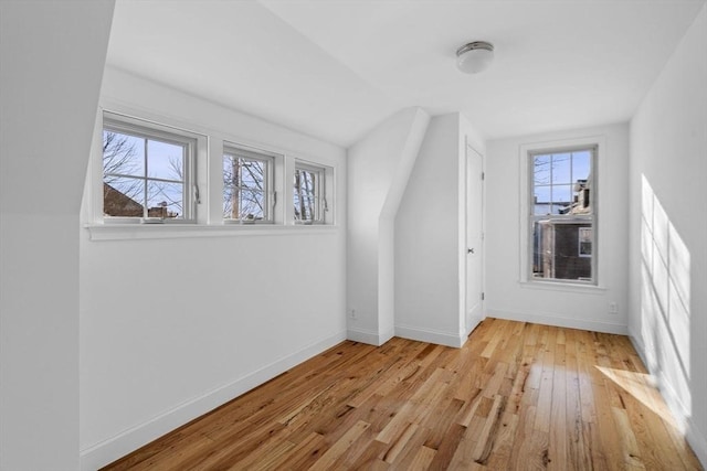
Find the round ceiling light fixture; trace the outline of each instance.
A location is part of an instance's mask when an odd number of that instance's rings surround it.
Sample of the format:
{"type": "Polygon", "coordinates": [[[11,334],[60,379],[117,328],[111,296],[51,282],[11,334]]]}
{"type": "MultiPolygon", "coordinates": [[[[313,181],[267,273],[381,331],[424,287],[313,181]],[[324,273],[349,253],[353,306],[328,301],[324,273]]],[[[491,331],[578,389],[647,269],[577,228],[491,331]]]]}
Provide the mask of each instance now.
{"type": "Polygon", "coordinates": [[[494,60],[494,45],[486,41],[474,41],[456,50],[456,66],[465,74],[478,74],[494,60]]]}

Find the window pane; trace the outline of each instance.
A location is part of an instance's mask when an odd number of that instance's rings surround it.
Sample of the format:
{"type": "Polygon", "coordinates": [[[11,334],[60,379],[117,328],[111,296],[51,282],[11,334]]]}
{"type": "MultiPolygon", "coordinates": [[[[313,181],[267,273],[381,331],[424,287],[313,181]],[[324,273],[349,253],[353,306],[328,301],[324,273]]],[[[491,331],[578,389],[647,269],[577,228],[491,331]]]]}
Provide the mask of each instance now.
{"type": "Polygon", "coordinates": [[[243,168],[242,186],[244,189],[263,190],[265,162],[245,159],[242,159],[241,162],[243,168]]]}
{"type": "Polygon", "coordinates": [[[319,175],[316,172],[295,170],[294,205],[296,221],[315,221],[317,218],[317,184],[319,175]]]}
{"type": "Polygon", "coordinates": [[[151,179],[184,179],[184,148],[182,146],[147,141],[147,175],[151,179]]]}
{"type": "Polygon", "coordinates": [[[143,217],[145,181],[114,176],[103,183],[103,214],[115,217],[143,217]]]}
{"type": "Polygon", "coordinates": [[[592,279],[592,224],[540,221],[532,232],[532,277],[592,279]]]}
{"type": "Polygon", "coordinates": [[[261,191],[241,191],[241,214],[247,220],[262,220],[264,217],[265,196],[261,191]]]}
{"type": "Polygon", "coordinates": [[[148,180],[147,214],[148,217],[182,218],[183,214],[182,183],[169,183],[148,180]]]}
{"type": "MultiPolygon", "coordinates": [[[[552,203],[556,204],[557,210],[569,206],[572,203],[572,185],[552,186],[552,203]]],[[[559,214],[559,212],[553,214],[559,214]]]]}
{"type": "Polygon", "coordinates": [[[223,218],[267,218],[268,162],[223,156],[223,218]]]}
{"type": "Polygon", "coordinates": [[[120,132],[103,131],[103,175],[145,175],[145,140],[120,132]]]}
{"type": "Polygon", "coordinates": [[[578,180],[587,180],[591,173],[591,152],[583,150],[572,154],[572,183],[578,180]]]}
{"type": "Polygon", "coordinates": [[[550,183],[550,156],[535,156],[532,160],[532,173],[536,185],[550,183]]]}
{"type": "Polygon", "coordinates": [[[552,156],[552,183],[572,183],[571,159],[569,153],[552,156]]]}
{"type": "Polygon", "coordinates": [[[551,186],[536,186],[535,205],[532,214],[539,216],[542,214],[552,214],[551,186]]]}

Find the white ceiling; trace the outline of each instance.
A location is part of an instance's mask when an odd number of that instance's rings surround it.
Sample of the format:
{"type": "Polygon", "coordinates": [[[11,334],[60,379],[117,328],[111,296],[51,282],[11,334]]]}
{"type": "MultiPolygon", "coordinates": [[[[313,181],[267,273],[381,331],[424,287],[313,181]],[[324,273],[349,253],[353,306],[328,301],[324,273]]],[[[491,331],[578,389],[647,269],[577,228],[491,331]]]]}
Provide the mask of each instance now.
{"type": "Polygon", "coordinates": [[[108,64],[346,147],[409,106],[495,139],[630,119],[704,3],[117,0],[108,64]]]}

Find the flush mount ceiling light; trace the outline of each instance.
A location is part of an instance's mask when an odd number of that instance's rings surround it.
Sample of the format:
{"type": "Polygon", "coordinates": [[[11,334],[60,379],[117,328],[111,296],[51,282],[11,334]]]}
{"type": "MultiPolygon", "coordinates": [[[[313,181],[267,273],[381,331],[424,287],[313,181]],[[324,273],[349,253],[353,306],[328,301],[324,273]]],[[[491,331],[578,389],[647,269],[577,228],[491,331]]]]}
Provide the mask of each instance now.
{"type": "Polygon", "coordinates": [[[456,66],[465,74],[478,74],[494,60],[494,45],[486,41],[474,41],[456,50],[456,66]]]}

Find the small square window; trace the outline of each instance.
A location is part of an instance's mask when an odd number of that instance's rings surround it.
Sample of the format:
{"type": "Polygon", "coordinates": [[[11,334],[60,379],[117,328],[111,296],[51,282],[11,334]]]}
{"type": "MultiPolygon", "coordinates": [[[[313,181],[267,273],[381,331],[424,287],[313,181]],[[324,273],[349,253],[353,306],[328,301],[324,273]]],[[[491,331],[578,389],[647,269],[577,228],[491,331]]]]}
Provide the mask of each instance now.
{"type": "Polygon", "coordinates": [[[296,162],[293,186],[295,223],[324,223],[324,213],[327,210],[324,185],[324,168],[296,162]]]}
{"type": "Polygon", "coordinates": [[[194,218],[192,186],[196,139],[104,117],[103,215],[186,222],[194,218]]]}
{"type": "Polygon", "coordinates": [[[223,152],[223,220],[272,221],[273,157],[235,147],[223,152]]]}

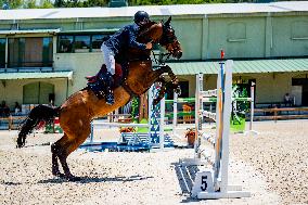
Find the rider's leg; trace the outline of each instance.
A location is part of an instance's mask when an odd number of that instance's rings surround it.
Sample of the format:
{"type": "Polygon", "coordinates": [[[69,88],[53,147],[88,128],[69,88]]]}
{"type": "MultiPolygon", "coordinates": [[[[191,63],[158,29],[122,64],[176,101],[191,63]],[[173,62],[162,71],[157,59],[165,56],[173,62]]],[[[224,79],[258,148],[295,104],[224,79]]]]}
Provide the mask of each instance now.
{"type": "Polygon", "coordinates": [[[115,56],[114,52],[106,47],[104,43],[101,48],[102,52],[104,53],[104,60],[107,68],[106,73],[106,103],[114,104],[114,93],[113,93],[113,75],[115,74],[115,56]]]}

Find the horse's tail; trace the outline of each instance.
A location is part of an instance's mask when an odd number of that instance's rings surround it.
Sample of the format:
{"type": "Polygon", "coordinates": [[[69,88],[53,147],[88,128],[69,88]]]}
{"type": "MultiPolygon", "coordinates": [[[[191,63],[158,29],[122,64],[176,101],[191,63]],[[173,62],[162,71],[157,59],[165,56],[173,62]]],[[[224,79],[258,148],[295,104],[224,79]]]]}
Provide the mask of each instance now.
{"type": "Polygon", "coordinates": [[[59,116],[60,107],[50,107],[46,105],[38,105],[34,107],[28,117],[23,123],[23,126],[18,133],[17,139],[17,148],[22,148],[25,145],[26,137],[30,133],[34,128],[39,124],[39,121],[43,120],[46,123],[50,123],[54,119],[54,117],[59,116]]]}

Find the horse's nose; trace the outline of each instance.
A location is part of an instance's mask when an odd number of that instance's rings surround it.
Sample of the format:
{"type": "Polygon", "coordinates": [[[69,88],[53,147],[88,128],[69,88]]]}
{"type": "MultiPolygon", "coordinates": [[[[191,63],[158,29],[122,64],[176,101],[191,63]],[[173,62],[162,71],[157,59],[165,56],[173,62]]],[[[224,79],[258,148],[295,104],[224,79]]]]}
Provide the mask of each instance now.
{"type": "Polygon", "coordinates": [[[178,52],[176,53],[176,55],[177,55],[176,57],[177,57],[177,59],[181,59],[182,54],[183,54],[182,51],[178,51],[178,52]]]}

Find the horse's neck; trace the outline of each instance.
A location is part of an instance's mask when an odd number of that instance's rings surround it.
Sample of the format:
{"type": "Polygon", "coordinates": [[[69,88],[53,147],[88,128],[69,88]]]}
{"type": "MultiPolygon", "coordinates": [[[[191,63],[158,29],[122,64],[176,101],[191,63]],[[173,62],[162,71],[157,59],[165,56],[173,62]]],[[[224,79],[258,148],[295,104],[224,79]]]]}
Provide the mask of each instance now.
=====
Rewrite the listing from the line with "Find the horse's neck;" through the end, replacing "horse's neck" with "horse's mane" and keeping everything else the same.

Find the horse's mane; trace the outline of each instance.
A location is part of an instance's mask when an odd number of that instance's rings surround it.
Sample of the format:
{"type": "Polygon", "coordinates": [[[69,88],[53,147],[88,128],[69,88]]]}
{"type": "MultiPolygon", "coordinates": [[[[191,63],[158,29],[122,64],[176,101],[191,63]],[[173,62],[162,71],[157,59],[165,56],[173,62]]],[[[224,79],[258,148],[295,104],[224,79]]]]}
Provide the mask of each instance now.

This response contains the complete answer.